* Problem statement
Reproduce everything from the line that contains "Query: shed roof" down to the line that contains "TARGET = singer's face" in the listing below, word for word and nothing more. Leave the pictures out.
┏━━
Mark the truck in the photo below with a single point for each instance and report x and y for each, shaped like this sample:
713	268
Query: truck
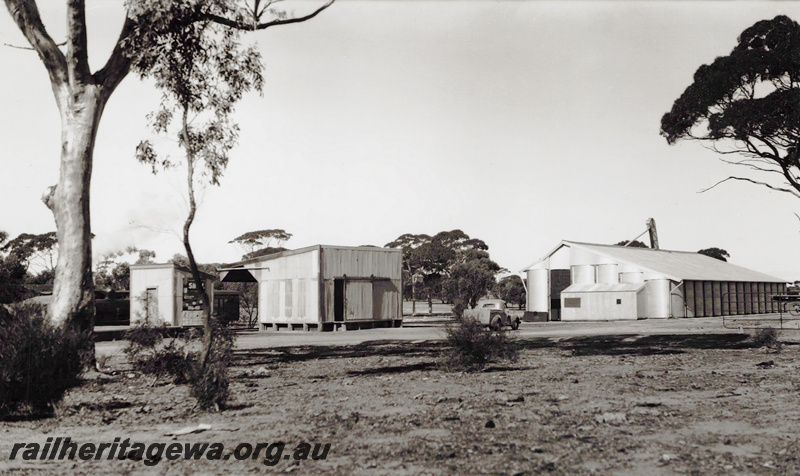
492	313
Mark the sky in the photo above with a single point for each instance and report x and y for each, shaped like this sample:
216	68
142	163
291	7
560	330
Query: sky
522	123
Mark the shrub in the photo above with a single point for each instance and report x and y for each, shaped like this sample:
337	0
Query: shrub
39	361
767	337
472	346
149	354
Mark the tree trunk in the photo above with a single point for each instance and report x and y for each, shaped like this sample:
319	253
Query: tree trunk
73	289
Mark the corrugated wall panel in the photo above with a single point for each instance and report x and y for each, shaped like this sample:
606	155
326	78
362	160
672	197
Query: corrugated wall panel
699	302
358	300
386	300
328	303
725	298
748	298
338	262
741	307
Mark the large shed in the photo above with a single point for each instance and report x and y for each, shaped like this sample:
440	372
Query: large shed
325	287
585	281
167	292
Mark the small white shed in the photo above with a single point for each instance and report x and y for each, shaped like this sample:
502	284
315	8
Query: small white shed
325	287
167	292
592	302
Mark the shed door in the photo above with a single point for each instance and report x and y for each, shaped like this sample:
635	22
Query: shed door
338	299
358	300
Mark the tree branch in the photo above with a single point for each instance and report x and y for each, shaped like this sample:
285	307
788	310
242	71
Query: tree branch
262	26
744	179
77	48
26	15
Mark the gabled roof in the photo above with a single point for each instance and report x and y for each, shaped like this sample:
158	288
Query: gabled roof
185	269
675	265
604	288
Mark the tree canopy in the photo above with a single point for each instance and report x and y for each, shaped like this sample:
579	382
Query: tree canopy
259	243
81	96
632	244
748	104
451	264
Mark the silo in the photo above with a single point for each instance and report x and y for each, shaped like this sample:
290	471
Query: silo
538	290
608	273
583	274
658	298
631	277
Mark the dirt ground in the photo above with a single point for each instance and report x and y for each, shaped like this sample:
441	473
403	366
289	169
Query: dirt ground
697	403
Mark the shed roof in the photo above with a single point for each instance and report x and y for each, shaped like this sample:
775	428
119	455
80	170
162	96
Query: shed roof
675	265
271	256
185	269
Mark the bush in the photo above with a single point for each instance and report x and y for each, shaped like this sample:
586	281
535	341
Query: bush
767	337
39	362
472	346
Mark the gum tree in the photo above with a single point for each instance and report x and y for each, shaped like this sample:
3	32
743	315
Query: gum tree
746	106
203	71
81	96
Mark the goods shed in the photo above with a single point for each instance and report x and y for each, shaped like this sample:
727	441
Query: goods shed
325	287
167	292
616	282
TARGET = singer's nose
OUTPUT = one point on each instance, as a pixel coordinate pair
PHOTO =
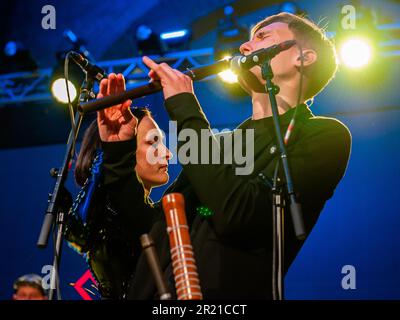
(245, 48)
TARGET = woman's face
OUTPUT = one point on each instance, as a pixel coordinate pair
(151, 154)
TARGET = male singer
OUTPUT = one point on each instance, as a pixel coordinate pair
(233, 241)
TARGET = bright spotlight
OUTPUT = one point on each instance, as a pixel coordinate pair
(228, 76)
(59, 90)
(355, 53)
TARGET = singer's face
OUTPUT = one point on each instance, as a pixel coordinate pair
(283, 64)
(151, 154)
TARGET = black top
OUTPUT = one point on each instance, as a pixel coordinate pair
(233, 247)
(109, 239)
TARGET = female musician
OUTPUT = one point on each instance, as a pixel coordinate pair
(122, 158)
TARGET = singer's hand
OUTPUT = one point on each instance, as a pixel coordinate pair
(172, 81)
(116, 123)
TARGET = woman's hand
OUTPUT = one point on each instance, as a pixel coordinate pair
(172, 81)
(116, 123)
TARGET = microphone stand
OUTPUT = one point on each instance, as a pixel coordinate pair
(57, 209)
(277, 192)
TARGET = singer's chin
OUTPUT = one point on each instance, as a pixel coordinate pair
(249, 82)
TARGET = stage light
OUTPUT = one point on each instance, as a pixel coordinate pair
┗━━
* Task solution
Query: shed roof
675	265
271	256
185	269
Mark the bush in the photo above with a single point for each instance and report x and y for each, shaped like this sample:
586	281
535	341
Query: bush
767	337
39	362
472	346
Mark the gum tree in the photo above with a single point for each instance and report x and y for each, shaped like this sample:
3	32
743	315
Query: gum tree
746	106
203	71
81	96
Mark the goods shed in the photo above with a single point for each instance and report x and y for each, shaped like this sample:
727	441
Query: goods shed
325	287
167	292
616	282
TARGET = singer's nose
OUTPUT = one point on each instance, as a pixel coordinate pair
PHOTO =
(245, 48)
TARGET = woman's face
OUTPUT = one point on each instance, as a pixel coordinate pair
(151, 154)
TARGET = male singer
OUTPUT = one point on each instance, as a pixel coordinate pair
(233, 241)
TARGET = bright spotlight
OUTPUT = one point on each instance, as a pixel coordinate pair
(228, 76)
(59, 90)
(355, 53)
TARGET = singer's face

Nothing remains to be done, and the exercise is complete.